## Problem description
In the records below, retype the lines starting with the one containing "TARGET = neighboring house" and going on through the one containing "x=287, y=73", with both of those lines included.

[Extracted records]
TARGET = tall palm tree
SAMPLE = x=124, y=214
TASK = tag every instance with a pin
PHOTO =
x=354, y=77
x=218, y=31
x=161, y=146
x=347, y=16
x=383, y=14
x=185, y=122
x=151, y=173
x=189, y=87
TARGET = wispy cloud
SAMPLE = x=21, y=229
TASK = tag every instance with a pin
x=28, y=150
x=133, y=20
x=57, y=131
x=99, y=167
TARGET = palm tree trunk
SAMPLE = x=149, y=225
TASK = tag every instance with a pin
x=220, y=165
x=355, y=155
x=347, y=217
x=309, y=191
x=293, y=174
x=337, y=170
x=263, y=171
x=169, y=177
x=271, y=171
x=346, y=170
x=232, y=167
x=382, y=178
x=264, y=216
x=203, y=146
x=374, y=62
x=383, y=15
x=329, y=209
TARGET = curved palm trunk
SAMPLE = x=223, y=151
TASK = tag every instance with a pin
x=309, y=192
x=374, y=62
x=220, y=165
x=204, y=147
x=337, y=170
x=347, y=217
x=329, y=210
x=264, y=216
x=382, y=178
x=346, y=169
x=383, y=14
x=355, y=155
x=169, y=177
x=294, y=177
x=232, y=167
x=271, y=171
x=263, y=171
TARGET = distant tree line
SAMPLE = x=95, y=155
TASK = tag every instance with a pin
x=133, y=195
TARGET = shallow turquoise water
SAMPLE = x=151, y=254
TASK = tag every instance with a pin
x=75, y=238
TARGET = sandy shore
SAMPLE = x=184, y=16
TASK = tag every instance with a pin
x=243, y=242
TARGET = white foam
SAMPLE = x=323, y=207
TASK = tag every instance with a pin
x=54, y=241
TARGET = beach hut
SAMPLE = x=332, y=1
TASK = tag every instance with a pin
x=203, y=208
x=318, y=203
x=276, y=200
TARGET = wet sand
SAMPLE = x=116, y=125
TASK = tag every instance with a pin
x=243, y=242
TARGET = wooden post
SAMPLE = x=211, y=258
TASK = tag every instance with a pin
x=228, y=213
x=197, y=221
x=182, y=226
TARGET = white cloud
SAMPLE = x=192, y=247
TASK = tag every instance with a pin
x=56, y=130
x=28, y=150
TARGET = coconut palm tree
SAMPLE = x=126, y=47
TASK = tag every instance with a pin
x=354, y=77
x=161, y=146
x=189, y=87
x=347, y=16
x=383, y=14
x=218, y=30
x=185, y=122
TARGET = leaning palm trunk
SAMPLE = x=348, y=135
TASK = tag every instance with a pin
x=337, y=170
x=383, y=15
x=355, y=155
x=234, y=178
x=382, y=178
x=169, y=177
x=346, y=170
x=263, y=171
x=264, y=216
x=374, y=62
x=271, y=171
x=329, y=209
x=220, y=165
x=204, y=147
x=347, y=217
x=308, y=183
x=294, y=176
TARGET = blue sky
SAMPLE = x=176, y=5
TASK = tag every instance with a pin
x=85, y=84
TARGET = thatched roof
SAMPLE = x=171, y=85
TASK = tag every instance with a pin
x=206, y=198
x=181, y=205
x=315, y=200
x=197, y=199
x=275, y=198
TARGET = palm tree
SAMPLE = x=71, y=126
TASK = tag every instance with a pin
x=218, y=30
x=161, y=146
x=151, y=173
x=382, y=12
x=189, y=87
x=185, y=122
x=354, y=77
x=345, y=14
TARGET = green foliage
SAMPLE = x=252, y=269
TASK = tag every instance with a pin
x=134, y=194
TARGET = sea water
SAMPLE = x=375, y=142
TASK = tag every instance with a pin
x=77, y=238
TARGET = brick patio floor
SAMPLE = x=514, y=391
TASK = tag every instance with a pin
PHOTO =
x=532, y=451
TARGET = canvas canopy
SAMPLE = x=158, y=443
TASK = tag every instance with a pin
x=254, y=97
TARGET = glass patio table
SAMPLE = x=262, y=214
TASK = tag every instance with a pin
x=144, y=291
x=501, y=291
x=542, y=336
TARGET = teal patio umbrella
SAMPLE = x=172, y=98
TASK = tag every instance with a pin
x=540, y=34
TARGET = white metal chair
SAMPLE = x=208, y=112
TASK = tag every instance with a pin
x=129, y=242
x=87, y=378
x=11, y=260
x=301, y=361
--
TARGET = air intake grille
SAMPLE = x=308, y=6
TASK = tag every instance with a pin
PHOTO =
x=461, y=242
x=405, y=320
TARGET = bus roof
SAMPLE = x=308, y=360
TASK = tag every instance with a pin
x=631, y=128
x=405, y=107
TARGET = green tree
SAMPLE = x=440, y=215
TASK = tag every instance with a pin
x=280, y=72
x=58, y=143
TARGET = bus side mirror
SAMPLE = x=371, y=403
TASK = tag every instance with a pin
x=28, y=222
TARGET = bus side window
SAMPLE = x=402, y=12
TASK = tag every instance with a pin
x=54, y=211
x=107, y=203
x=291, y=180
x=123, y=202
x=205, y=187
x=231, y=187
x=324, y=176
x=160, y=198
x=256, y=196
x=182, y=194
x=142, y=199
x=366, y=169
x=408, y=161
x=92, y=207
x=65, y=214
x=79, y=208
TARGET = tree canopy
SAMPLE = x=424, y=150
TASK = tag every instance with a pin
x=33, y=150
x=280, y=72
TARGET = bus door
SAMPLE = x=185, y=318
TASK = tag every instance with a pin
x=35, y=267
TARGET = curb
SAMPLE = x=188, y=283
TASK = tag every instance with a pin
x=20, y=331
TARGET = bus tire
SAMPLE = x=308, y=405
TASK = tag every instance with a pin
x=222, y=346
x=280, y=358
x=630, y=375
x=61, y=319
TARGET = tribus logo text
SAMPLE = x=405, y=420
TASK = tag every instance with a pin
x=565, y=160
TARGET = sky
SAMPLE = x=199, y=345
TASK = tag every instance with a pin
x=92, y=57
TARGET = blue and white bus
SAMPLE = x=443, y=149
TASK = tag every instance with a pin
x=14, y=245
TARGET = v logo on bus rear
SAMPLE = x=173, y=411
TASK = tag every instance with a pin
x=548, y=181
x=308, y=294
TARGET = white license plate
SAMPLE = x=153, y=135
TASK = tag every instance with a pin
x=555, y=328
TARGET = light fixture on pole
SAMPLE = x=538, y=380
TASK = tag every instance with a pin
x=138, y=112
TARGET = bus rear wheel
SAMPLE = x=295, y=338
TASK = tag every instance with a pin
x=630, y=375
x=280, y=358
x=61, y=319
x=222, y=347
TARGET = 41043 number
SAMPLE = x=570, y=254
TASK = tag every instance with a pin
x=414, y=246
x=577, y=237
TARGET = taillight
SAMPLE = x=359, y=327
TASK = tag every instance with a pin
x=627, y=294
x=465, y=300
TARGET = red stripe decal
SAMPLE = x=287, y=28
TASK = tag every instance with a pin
--
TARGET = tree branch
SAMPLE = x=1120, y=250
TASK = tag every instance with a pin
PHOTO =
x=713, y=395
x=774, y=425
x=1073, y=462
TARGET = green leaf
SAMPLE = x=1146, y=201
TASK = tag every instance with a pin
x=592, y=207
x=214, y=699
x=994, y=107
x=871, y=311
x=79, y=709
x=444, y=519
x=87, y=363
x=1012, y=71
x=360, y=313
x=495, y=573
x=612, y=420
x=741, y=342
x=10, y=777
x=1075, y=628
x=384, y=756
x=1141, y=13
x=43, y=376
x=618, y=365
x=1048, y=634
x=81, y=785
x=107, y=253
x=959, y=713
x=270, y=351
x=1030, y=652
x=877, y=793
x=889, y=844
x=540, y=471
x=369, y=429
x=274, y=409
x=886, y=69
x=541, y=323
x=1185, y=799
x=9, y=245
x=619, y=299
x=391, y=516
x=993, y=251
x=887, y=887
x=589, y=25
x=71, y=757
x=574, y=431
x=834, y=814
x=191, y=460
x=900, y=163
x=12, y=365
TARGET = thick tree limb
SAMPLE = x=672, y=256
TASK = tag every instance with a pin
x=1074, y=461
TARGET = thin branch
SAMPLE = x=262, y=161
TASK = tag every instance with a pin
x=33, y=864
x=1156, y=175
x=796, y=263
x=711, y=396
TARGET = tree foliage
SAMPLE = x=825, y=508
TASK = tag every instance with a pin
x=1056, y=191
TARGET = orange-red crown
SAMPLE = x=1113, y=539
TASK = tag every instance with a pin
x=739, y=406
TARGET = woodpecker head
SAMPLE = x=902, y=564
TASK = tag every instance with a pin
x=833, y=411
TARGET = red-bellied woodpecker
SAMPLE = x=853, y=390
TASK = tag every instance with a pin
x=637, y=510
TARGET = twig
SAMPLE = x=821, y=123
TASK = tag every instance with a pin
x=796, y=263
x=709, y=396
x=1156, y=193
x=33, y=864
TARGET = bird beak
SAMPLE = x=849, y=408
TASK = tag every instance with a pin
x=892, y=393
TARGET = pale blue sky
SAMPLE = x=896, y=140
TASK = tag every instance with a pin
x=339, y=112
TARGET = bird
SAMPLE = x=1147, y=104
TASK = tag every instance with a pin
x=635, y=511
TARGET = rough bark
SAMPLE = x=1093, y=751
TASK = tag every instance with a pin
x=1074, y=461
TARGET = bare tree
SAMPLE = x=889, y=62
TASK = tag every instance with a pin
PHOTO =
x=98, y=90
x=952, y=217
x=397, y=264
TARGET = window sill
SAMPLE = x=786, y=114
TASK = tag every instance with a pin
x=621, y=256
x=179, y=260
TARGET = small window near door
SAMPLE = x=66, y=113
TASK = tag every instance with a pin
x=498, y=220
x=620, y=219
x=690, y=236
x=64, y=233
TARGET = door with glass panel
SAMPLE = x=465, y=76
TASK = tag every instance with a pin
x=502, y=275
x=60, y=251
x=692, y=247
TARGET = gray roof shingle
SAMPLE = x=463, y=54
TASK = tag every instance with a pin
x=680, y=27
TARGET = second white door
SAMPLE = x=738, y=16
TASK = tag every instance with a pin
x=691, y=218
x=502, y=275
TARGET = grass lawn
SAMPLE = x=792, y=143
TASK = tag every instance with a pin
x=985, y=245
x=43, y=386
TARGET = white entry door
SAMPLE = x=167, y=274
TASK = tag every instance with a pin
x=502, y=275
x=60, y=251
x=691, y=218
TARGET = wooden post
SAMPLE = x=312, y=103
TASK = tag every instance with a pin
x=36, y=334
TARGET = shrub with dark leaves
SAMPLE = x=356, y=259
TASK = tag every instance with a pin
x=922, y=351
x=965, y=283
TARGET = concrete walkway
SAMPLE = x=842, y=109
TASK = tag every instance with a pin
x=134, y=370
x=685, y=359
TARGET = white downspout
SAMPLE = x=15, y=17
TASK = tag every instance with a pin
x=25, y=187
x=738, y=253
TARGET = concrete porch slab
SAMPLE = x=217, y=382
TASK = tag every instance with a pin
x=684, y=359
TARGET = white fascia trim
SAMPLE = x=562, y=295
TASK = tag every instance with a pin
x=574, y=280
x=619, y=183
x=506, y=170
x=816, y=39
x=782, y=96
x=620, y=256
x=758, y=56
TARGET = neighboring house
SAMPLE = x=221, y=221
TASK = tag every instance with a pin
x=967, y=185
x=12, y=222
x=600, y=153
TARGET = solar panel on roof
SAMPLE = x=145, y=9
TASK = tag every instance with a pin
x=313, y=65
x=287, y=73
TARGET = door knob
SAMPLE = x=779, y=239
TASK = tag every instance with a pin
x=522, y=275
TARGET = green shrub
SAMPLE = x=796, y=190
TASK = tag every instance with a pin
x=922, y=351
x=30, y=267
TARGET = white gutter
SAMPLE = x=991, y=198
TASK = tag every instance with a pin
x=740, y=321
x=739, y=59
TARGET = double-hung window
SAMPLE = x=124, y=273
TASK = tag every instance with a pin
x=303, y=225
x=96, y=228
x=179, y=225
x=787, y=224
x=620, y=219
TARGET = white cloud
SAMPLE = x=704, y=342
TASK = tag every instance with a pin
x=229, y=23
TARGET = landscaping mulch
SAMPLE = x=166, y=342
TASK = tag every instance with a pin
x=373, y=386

## Expected answer
TARGET = neighboring house
SAMPLE = x=221, y=221
TASK = tag every instance with a pin
x=967, y=185
x=12, y=222
x=600, y=153
TARGET = solar panel on roof
SAMPLE = x=145, y=9
TASK = tag every instance with a pin
x=313, y=65
x=287, y=73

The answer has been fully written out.